▶ _Point localization data_:
################

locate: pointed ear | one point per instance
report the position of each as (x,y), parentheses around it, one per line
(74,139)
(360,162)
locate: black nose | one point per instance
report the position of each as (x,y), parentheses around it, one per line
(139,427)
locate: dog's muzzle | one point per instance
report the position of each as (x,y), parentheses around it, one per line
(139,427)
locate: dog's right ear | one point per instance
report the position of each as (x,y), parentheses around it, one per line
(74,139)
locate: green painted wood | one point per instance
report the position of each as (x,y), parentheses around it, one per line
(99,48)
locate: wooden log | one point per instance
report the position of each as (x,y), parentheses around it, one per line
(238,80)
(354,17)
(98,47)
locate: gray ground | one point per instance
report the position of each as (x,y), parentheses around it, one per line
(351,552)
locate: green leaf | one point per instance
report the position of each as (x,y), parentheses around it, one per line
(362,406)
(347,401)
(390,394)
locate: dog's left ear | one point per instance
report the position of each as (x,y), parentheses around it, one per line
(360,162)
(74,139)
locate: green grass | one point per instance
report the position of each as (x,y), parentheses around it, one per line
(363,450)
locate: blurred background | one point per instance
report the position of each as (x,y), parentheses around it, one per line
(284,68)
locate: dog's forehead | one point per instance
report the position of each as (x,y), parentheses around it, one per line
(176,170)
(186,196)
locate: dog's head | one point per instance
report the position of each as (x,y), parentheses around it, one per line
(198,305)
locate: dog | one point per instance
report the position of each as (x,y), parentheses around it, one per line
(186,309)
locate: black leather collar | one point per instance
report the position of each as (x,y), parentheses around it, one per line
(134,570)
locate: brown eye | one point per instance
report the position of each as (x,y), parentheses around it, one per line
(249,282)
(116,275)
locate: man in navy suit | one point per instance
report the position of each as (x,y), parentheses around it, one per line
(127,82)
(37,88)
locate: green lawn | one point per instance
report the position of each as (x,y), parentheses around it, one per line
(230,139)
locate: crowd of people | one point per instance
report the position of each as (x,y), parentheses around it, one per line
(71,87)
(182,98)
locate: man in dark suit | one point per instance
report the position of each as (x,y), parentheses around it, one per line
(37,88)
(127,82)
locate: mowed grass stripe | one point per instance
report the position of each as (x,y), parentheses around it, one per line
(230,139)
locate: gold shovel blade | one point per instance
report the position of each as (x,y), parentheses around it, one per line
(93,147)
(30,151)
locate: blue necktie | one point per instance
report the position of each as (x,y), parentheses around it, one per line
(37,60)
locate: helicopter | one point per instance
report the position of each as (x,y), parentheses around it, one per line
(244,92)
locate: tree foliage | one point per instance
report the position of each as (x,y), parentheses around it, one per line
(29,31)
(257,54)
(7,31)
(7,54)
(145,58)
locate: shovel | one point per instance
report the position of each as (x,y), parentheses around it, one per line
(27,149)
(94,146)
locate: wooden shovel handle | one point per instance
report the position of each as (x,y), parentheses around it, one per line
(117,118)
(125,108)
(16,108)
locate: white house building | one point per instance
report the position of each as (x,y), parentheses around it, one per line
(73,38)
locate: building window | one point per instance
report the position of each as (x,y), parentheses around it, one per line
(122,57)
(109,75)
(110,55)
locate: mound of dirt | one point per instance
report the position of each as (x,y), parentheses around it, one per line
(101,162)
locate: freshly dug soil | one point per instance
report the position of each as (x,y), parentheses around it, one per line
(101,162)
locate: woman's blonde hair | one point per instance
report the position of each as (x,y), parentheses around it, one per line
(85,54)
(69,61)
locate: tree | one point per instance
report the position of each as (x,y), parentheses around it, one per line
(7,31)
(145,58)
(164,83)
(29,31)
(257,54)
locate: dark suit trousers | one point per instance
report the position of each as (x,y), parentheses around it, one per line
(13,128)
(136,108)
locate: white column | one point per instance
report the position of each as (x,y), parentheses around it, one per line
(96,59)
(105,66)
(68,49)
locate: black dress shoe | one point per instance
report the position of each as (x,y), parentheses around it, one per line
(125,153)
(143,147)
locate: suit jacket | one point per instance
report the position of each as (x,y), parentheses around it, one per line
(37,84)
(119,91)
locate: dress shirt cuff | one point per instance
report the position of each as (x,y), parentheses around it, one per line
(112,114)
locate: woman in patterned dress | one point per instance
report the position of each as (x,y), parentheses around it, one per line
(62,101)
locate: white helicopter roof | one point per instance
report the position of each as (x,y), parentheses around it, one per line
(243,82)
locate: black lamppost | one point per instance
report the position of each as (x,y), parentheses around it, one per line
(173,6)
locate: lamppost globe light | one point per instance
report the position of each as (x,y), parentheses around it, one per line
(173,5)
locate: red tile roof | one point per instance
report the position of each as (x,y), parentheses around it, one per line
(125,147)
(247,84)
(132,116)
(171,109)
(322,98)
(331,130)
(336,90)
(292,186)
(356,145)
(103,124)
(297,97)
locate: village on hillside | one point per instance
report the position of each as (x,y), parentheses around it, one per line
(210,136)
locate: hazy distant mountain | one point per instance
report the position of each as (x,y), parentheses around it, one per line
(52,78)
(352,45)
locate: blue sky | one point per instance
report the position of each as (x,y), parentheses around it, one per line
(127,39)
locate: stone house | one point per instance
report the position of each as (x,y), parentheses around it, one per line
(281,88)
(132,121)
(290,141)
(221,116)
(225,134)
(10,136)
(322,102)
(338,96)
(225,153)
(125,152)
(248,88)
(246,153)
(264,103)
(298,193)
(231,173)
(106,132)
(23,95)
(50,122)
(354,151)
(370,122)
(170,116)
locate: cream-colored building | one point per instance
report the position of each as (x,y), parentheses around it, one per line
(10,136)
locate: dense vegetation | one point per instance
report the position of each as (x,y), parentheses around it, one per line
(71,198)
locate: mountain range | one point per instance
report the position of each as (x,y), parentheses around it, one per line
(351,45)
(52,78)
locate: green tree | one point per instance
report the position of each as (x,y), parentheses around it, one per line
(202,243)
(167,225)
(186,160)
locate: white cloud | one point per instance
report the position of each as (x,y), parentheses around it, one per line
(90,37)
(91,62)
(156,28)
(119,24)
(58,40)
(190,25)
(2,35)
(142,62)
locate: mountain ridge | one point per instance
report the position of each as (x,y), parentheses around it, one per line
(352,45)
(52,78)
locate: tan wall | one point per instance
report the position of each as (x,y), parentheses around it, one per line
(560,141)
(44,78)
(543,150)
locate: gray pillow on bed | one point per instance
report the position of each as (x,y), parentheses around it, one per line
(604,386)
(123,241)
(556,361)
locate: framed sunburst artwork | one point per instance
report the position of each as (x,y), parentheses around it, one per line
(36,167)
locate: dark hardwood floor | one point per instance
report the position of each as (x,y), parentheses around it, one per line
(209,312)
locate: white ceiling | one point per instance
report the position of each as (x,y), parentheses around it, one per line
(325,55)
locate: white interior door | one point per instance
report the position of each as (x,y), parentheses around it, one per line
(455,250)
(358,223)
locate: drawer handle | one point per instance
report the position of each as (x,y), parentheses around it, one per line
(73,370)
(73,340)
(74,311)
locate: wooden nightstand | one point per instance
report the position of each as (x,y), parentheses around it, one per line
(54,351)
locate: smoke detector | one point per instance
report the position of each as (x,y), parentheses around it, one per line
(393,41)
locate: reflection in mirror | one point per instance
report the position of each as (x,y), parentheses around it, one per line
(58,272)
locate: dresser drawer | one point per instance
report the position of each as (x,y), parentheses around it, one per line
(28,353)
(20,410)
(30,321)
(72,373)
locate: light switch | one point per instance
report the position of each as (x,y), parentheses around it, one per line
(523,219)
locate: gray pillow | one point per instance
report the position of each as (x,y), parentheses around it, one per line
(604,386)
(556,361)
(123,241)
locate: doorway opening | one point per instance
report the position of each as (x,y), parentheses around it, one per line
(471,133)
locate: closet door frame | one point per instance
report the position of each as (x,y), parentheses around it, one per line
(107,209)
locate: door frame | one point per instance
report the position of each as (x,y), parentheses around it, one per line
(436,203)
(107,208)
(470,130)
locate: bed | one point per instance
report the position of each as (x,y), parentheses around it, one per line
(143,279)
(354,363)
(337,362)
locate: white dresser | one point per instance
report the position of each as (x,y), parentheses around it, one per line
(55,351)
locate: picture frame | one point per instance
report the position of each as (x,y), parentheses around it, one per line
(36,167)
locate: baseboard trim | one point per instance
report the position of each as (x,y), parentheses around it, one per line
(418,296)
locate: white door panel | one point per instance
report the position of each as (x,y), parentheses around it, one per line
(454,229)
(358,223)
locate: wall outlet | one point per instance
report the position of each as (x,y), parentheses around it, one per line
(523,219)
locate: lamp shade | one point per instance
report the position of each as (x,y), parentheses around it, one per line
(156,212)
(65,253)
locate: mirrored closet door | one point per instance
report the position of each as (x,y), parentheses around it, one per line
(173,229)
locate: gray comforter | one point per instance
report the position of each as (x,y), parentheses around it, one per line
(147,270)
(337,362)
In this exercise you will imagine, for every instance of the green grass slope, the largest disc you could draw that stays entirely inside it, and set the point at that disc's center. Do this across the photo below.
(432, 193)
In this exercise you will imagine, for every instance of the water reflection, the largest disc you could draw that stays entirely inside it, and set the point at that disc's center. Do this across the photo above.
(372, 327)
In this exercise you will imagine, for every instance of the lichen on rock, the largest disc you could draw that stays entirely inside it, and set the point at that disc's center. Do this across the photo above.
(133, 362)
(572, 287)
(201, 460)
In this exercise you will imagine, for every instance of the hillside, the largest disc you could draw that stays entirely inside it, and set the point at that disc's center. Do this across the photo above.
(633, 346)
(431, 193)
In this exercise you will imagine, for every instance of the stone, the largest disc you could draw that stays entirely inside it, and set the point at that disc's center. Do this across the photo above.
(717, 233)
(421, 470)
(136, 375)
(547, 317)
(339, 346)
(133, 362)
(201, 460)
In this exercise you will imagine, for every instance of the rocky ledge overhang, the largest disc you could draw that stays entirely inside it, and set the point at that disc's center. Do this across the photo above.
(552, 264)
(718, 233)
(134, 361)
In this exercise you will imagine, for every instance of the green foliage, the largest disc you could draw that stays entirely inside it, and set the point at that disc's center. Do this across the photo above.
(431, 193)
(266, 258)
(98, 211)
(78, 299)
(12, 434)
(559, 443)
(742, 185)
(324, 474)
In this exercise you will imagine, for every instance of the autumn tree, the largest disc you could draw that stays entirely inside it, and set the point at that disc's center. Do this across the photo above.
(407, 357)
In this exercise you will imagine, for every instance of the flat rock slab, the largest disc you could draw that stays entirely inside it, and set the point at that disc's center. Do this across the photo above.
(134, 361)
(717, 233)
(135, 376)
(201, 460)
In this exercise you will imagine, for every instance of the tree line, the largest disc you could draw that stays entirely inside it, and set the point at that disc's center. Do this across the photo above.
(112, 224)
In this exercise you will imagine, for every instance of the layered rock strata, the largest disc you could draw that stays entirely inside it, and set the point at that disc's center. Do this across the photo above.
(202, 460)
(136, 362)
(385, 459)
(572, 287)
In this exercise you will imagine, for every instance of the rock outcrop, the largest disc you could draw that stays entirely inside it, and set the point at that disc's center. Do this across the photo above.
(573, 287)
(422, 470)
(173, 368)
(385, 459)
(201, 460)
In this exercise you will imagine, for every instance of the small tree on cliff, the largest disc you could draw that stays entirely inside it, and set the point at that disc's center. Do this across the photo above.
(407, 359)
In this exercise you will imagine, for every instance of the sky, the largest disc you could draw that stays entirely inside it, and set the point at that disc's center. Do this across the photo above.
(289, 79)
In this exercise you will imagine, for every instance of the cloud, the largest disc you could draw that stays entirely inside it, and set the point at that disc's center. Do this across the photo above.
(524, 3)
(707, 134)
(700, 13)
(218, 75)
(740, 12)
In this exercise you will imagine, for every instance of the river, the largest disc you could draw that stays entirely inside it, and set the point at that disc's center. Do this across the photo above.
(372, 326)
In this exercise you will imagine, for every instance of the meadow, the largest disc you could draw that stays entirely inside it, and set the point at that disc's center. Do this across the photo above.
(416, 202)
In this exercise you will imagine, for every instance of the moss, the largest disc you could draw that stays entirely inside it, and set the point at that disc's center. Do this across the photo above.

################

▶ _WHAT IS BEING ASKED_:
From the records above, reproduce exactly the lines from the one with "locate: cream-colored building" to the one with "locate: white interior", both included, and no others.

▶ _EXERCISE RESPONSE_:
locate: cream-colored building | one point per instance
report the position of each as (x,y), parentheses around it, one per line
(10,136)
locate: dense vegetation | one point per instance
report the position of each as (x,y), parentheses around it, one per line
(71,198)
locate: mountain range | one point per instance
report the position of each as (x,y), parentheses around it, one per line
(351,45)
(52,78)
locate: green tree | one point per instance
report the position of each as (x,y), parentheses around it, one per line
(202,243)
(167,225)
(186,160)
locate: white cloud | one point per instance
report the position of each as (x,y), parentheses around it, one per line
(90,37)
(91,62)
(156,28)
(119,24)
(58,40)
(190,25)
(2,35)
(142,62)
locate: mountain ridge | one point per instance
report the position of each as (x,y), parentheses around it, one per line
(352,45)
(52,78)
locate: tan wall | one point per instance
report the position of each as (x,y), parentheses around it, one per line
(560,141)
(44,78)
(543,150)
locate: gray pillow on bed | one point per instance
report the position of each as (x,y), parentheses around it, one per line
(604,386)
(123,241)
(556,361)
locate: framed sunburst artwork | one point per instance
report the position of each as (x,y), parentheses around it, one per line
(36,167)
locate: dark hardwood floor | one point per instance
report the position of each as (x,y), parentheses around it, one per line
(209,312)
locate: white ceiling | one point per instance
report the position of each as (x,y), parentheses around it, one per line
(325,55)
locate: white interior door | one point per instance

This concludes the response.